• _Work required_
Write out every entry exactly as it appears.

(Task data)

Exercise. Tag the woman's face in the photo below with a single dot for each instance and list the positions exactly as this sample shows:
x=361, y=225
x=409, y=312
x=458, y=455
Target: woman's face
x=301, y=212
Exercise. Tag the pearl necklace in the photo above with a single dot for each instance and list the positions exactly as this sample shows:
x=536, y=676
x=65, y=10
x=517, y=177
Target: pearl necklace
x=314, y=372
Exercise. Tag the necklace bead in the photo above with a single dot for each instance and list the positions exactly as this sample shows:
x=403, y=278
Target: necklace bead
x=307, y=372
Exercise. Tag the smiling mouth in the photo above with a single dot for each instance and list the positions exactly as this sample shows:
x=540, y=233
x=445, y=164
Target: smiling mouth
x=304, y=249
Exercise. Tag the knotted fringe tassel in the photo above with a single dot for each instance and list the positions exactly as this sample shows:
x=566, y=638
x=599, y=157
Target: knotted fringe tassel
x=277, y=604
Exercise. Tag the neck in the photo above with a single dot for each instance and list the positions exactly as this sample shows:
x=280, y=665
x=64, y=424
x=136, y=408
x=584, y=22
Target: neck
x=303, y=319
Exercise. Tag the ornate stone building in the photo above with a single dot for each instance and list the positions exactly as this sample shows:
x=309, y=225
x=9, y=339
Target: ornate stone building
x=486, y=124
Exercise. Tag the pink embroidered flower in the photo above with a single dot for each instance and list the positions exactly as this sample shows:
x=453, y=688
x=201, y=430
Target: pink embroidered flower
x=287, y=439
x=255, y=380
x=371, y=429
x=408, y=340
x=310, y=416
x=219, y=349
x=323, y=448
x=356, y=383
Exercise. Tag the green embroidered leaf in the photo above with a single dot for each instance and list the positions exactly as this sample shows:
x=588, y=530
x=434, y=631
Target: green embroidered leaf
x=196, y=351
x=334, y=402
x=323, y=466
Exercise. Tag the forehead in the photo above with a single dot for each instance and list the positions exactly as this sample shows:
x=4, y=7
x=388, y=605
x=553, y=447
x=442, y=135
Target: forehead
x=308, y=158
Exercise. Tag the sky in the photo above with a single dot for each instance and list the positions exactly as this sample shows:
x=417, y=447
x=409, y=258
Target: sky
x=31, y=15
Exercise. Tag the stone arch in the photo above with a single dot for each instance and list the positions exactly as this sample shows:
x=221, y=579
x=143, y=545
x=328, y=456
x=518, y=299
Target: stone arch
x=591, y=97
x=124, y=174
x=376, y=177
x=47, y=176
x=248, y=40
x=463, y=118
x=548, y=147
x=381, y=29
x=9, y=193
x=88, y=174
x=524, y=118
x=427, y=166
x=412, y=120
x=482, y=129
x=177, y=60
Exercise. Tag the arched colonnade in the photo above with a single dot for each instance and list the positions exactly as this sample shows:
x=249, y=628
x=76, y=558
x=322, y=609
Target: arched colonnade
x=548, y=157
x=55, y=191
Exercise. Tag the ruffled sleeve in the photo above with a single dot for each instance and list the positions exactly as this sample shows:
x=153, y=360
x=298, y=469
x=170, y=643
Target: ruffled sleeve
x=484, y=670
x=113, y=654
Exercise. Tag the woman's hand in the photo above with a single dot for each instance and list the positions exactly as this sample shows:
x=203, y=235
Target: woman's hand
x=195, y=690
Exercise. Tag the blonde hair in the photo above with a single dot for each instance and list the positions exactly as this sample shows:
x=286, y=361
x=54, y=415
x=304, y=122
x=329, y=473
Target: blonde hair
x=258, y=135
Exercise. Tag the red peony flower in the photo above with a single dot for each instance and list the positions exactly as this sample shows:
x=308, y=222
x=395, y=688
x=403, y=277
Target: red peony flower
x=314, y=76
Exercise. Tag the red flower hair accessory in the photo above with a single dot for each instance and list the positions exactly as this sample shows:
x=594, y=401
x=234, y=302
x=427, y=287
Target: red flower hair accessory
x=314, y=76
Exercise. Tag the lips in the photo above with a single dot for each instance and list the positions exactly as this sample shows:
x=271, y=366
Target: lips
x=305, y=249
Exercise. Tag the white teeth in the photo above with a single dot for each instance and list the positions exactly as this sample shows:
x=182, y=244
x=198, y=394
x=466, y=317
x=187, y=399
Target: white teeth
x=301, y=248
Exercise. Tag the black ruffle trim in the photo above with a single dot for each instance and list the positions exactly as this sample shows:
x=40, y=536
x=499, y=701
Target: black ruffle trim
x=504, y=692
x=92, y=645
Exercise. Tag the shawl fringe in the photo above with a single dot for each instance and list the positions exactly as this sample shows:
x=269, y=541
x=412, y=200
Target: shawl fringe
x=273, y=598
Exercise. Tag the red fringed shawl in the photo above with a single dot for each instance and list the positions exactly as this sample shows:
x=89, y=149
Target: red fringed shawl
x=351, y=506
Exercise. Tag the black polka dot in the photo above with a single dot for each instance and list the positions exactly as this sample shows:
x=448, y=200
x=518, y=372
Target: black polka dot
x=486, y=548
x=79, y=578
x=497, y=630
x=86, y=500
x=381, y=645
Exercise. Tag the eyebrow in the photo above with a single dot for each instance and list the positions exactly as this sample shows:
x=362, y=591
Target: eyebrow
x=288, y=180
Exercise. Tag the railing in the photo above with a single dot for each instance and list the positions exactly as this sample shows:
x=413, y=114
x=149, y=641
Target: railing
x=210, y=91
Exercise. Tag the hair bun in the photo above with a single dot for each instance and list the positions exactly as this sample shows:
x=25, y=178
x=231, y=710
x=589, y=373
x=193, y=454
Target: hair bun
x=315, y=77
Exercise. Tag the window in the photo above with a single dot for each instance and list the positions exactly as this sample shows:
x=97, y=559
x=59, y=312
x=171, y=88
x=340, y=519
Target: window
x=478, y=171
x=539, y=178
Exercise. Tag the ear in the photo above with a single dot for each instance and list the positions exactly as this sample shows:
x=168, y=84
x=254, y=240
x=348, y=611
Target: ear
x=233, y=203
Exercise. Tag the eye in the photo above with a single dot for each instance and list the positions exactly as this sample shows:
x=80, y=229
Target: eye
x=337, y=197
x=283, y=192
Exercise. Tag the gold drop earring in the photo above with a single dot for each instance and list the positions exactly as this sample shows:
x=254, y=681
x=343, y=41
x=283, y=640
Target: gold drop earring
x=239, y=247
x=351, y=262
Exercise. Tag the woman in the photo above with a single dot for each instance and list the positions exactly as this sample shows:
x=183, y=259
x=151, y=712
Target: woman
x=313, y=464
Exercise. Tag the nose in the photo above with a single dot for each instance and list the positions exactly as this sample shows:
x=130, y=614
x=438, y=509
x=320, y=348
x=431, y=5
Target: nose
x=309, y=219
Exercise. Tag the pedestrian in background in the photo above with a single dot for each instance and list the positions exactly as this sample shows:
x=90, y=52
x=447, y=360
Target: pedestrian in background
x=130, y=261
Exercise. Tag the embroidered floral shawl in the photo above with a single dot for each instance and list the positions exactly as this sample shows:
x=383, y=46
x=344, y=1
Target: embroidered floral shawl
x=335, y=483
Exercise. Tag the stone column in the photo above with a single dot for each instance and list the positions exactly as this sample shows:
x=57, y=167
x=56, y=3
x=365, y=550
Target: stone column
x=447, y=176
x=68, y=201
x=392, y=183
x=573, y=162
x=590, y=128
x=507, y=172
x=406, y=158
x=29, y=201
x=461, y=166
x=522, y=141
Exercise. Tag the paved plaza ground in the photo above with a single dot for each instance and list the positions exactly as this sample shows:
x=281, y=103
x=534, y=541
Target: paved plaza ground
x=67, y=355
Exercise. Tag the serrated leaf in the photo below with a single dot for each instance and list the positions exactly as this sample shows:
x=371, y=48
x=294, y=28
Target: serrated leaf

(End Task data)

• _Task answer_
Exercise. Tag the woman's face in the photo below with a single dot for each instance and list the positions exactly as this sample shows:
x=361, y=225
x=409, y=312
x=458, y=455
Target: woman's face
x=301, y=212
Exercise. Tag the pearl necklace in the photo above with a single dot for each instance and list the positions exactly as this sample shows:
x=536, y=676
x=65, y=10
x=517, y=177
Target: pearl necklace
x=314, y=372
Exercise. Tag the necklace bead in the photo above with a single dot for each instance and list the positions exactly as this sample shows:
x=403, y=278
Target: necklace bead
x=307, y=372
Exercise. Tag the smiling mouth in the photo above with a single dot for each instance and list the positions exactly as this sample shows:
x=540, y=233
x=445, y=164
Target: smiling mouth
x=304, y=249
Exercise. Tag the knotted fringe tassel in the photo above with a single dot for each instance and list the positions exactly as this sample shows:
x=566, y=638
x=599, y=157
Target: knotted fringe tassel
x=277, y=604
Exercise. Tag the neck in the photo above with a single dot for each instance and list the positions exactly as this sample shows:
x=280, y=665
x=64, y=424
x=136, y=408
x=584, y=22
Target: neck
x=303, y=319
Exercise. Tag the ornate stone building in the photo above with a single dot for each instance and list the positions exactly as this sample shows:
x=309, y=225
x=9, y=339
Target: ornate stone building
x=486, y=124
Exercise. Tag the pink embroidered flower in the photo above with a single dot for each instance and list the positions exactly as this sample shows:
x=453, y=688
x=201, y=430
Target: pink embroidered flower
x=287, y=439
x=255, y=380
x=371, y=429
x=408, y=340
x=310, y=416
x=219, y=349
x=323, y=448
x=356, y=383
Exercise. Tag the green embroidered leaf in the photo above with a single dot for each instance and list the positions exactly as this sample shows:
x=588, y=530
x=434, y=631
Target: green embroidered leaf
x=196, y=351
x=334, y=402
x=323, y=466
Exercise. Tag the forehead in the photo above with a single dot for each instance and list the positions exactly as this sample shows:
x=4, y=7
x=388, y=605
x=553, y=447
x=442, y=135
Target: forehead
x=308, y=158
Exercise. Tag the sky in the photo above with a single dot for each instance and list the positions exactly as this sample shows:
x=417, y=447
x=409, y=258
Target: sky
x=31, y=15
Exercise. Tag the stone arch in the photo above with a single dot for each instance and list the positions exactly as this sample shows:
x=221, y=579
x=143, y=545
x=328, y=456
x=518, y=299
Target: stone arch
x=591, y=97
x=124, y=174
x=376, y=177
x=47, y=176
x=248, y=40
x=463, y=118
x=548, y=147
x=381, y=29
x=9, y=193
x=88, y=174
x=524, y=118
x=427, y=166
x=412, y=120
x=482, y=129
x=177, y=60
Exercise. Tag the arched colonnade in the photo above with a single dot for each instance and list the positions exactly as this sample shows:
x=249, y=628
x=76, y=558
x=322, y=609
Target: arched colonnade
x=548, y=157
x=55, y=191
Exercise. Tag the ruffled sleeve in the photo above with a single dot for each instance and list the positions exactly as this sample shows:
x=153, y=360
x=298, y=469
x=170, y=643
Target: ruffled sleeve
x=484, y=670
x=113, y=654
Exercise. Tag the woman's hand in the photo above with a single dot for each instance and list the positions exactly as this sample shows:
x=203, y=235
Target: woman's hand
x=195, y=690
Exercise. Tag the blonde hair in the photo above with a single dot for each instance and list the positions exactly as this sample shows:
x=286, y=361
x=54, y=415
x=304, y=122
x=329, y=473
Target: blonde hair
x=258, y=135
Exercise. Tag the red peony flower in the photo above with a single dot for each instance and list the positions exactly as this sample shows:
x=308, y=222
x=395, y=688
x=403, y=277
Target: red peony flower
x=314, y=76
Exercise. Tag the red flower hair accessory in the photo above with a single dot for each instance and list the positions exactly as this sample shows:
x=594, y=401
x=234, y=302
x=427, y=287
Target: red flower hair accessory
x=314, y=76
Exercise. Tag the lips in the photo above with a single dot for each instance and list the positions exactly as this sample shows:
x=271, y=366
Target: lips
x=305, y=249
Exercise. Tag the white teeth in the photo above with a single dot for each instance and list the positions exactly as this sample shows:
x=182, y=244
x=198, y=394
x=466, y=317
x=187, y=399
Target: white teeth
x=301, y=248
Exercise. Tag the black ruffle trim in the photo above with a single dot for each instance and list the positions exactly as this sample shows:
x=40, y=536
x=499, y=701
Target: black ruffle trim
x=504, y=692
x=92, y=645
Exercise. Tag the shawl fringe in the photo above with a single dot for each instance and list the positions exactly as this sample shows:
x=269, y=541
x=412, y=200
Target: shawl fringe
x=273, y=598
Exercise. Tag the red fringed shawl in the photo above with a single dot for each instance and list the positions exactly as this sample shows:
x=89, y=149
Target: red fringed shawl
x=351, y=506
Exercise. Tag the black polka dot in the photo above with a single dot for each instance and list the positions exactly as this sample shows:
x=448, y=200
x=518, y=372
Target: black polka dot
x=486, y=548
x=79, y=578
x=497, y=630
x=86, y=500
x=381, y=645
Exercise. Tag the eyebrow in the photo above with a single dot for each instance and list the positions exactly as this sample shows:
x=362, y=591
Target: eyebrow
x=288, y=180
Exercise. Tag the railing in the photo above with a single dot for each instance and list the positions exactly as this sample shows:
x=413, y=114
x=149, y=641
Target: railing
x=210, y=91
Exercise. Tag the hair bun in the photo above with a single dot for each instance and list the positions exactly as this sample shows:
x=25, y=178
x=231, y=710
x=589, y=373
x=193, y=454
Target: hair bun
x=315, y=77
Exercise. Tag the window in the photo above with a single dot for each instance and list the positions exactly as this sample shows:
x=97, y=559
x=59, y=312
x=171, y=88
x=340, y=519
Target: window
x=478, y=171
x=539, y=178
Exercise. Tag the ear in the photo above with a single dot for each instance and list the positions exactly as this sample shows:
x=168, y=84
x=254, y=240
x=348, y=611
Target: ear
x=233, y=203
Exercise. Tag the eye in the photo above with a single dot for each instance and list the positions exactly as this sample shows:
x=80, y=229
Target: eye
x=337, y=197
x=283, y=192
Exercise. Tag the gold drop earring in the photo above with a single dot for each instance and list the positions exactly as this sample shows:
x=254, y=681
x=343, y=41
x=283, y=640
Target: gold drop earring
x=239, y=247
x=351, y=262
Exercise. Tag the woman in the photo above with a single dot for each instance and list the positions exactly as this sample shows:
x=183, y=259
x=151, y=712
Target: woman
x=313, y=464
Exercise. Tag the nose in the photo above with a single dot for each instance and list the positions exactly as this sample shows:
x=130, y=614
x=438, y=509
x=320, y=348
x=431, y=5
Target: nose
x=309, y=219
Exercise. Tag the pedestrian in background in the photo above with a single dot for each instance and list the positions exactly as this sample shows:
x=90, y=52
x=447, y=360
Target: pedestrian in background
x=130, y=261
Exercise. Tag the embroidered floral shawl in the photo above with a single dot for each instance and list the positions exactly as this sample shows:
x=383, y=46
x=344, y=1
Target: embroidered floral shawl
x=335, y=483
Exercise. Tag the stone column in the photo above with a single dot for each instance and list the positions exactly as this sample shows:
x=57, y=167
x=56, y=3
x=365, y=550
Target: stone column
x=447, y=176
x=68, y=201
x=392, y=183
x=573, y=162
x=590, y=128
x=507, y=172
x=406, y=158
x=29, y=201
x=461, y=166
x=522, y=141
Exercise. Tag the paved plaza ground in the photo above with a single dot for each instance and list the positions exactly as this sample shows:
x=281, y=103
x=534, y=541
Target: paved plaza ground
x=67, y=355
Exercise. Tag the serrated leaf in the photo below with a single dot for each instance and list the positions exactly as this sample shows:
x=371, y=48
x=294, y=28
Target: serrated leaf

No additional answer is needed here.